• **Data**
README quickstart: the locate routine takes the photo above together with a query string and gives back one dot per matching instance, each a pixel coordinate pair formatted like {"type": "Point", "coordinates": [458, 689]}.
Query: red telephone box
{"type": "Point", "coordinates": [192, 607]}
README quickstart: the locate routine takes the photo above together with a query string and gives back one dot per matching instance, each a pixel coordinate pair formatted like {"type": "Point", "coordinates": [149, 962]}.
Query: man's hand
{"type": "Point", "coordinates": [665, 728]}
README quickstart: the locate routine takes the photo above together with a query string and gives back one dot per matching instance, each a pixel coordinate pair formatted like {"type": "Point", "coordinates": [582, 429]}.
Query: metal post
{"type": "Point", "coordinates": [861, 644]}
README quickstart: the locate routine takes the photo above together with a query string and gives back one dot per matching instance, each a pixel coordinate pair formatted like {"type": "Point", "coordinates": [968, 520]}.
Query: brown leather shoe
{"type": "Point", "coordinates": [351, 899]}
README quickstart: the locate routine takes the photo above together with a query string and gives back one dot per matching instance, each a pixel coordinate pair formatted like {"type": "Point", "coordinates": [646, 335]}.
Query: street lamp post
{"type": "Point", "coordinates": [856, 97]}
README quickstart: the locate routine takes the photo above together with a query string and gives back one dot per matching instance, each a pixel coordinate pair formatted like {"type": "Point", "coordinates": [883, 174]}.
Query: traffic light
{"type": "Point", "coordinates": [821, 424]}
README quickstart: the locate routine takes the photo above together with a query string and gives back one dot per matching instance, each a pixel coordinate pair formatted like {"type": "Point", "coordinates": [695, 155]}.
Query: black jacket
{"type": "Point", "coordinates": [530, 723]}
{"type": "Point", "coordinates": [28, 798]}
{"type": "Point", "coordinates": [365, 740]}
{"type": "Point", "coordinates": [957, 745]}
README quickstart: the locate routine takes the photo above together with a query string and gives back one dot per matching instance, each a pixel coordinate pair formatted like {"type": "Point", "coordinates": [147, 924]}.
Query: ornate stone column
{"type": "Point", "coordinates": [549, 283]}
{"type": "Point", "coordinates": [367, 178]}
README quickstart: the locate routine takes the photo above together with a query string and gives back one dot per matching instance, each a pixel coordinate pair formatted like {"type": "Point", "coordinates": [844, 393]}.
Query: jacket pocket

• **Requirements**
Return the listing above word for word.

• **Right answer**
README quickstart: the locate routine takes the photo above together with a query string and gives back one dot per matching instance, each a pixel coordinate pair formatted like {"type": "Point", "coordinates": [458, 689]}.
Query: red telephone box
{"type": "Point", "coordinates": [192, 607]}
README quickstart: the locate routine takes the photo above together with a query string and gives back one dot per matching instance, each a pixel coordinate pair formatted like {"type": "Point", "coordinates": [149, 962]}.
Query: man's hand
{"type": "Point", "coordinates": [665, 728]}
README quickstart: the locate routine takes the photo above together with a query string and gives back one dot per matching instance, each a pixel coordinate pair formatted like {"type": "Point", "coordinates": [582, 429]}.
Query: metal post
{"type": "Point", "coordinates": [861, 644]}
README quickstart: the locate routine takes the photo above together with a query string and gives back one dot per matching instance, each a pixel coordinate pair formatted like {"type": "Point", "coordinates": [968, 520]}.
Query: brown leather shoe
{"type": "Point", "coordinates": [351, 899]}
README quickstart: the locate routine takes the photo above together with a query string and gives back one dot per matching instance, each a pixel coordinate pair formatted like {"type": "Point", "coordinates": [646, 335]}.
Query: street lamp post
{"type": "Point", "coordinates": [856, 97]}
README quickstart: the locate routine takes the photo above together with a query string and gives back one dot per matching instance, each a pixel coordinate pair formatted like {"type": "Point", "coordinates": [883, 174]}.
Query: traffic light
{"type": "Point", "coordinates": [821, 424]}
README quickstart: the locate routine takes the photo above together with a query string and gives back one dot per matching instance, each a pixel coordinate pair formatted like {"type": "Point", "coordinates": [695, 155]}.
Query: black jacket
{"type": "Point", "coordinates": [530, 723]}
{"type": "Point", "coordinates": [28, 798]}
{"type": "Point", "coordinates": [365, 740]}
{"type": "Point", "coordinates": [957, 745]}
README quickstart: the locate routine takes the photo above together with a query string and gives back one dot per matching instance, each a pixel coordinate pair formatted like {"type": "Point", "coordinates": [147, 924]}.
Query: ornate stone column
{"type": "Point", "coordinates": [549, 283]}
{"type": "Point", "coordinates": [367, 178]}
README quickstart: the locate routine takes the photo above together with a query string and gives back one dot per matching instance, each a pixel coordinate pair formatted like {"type": "Point", "coordinates": [844, 393]}.
Query: jacket pocket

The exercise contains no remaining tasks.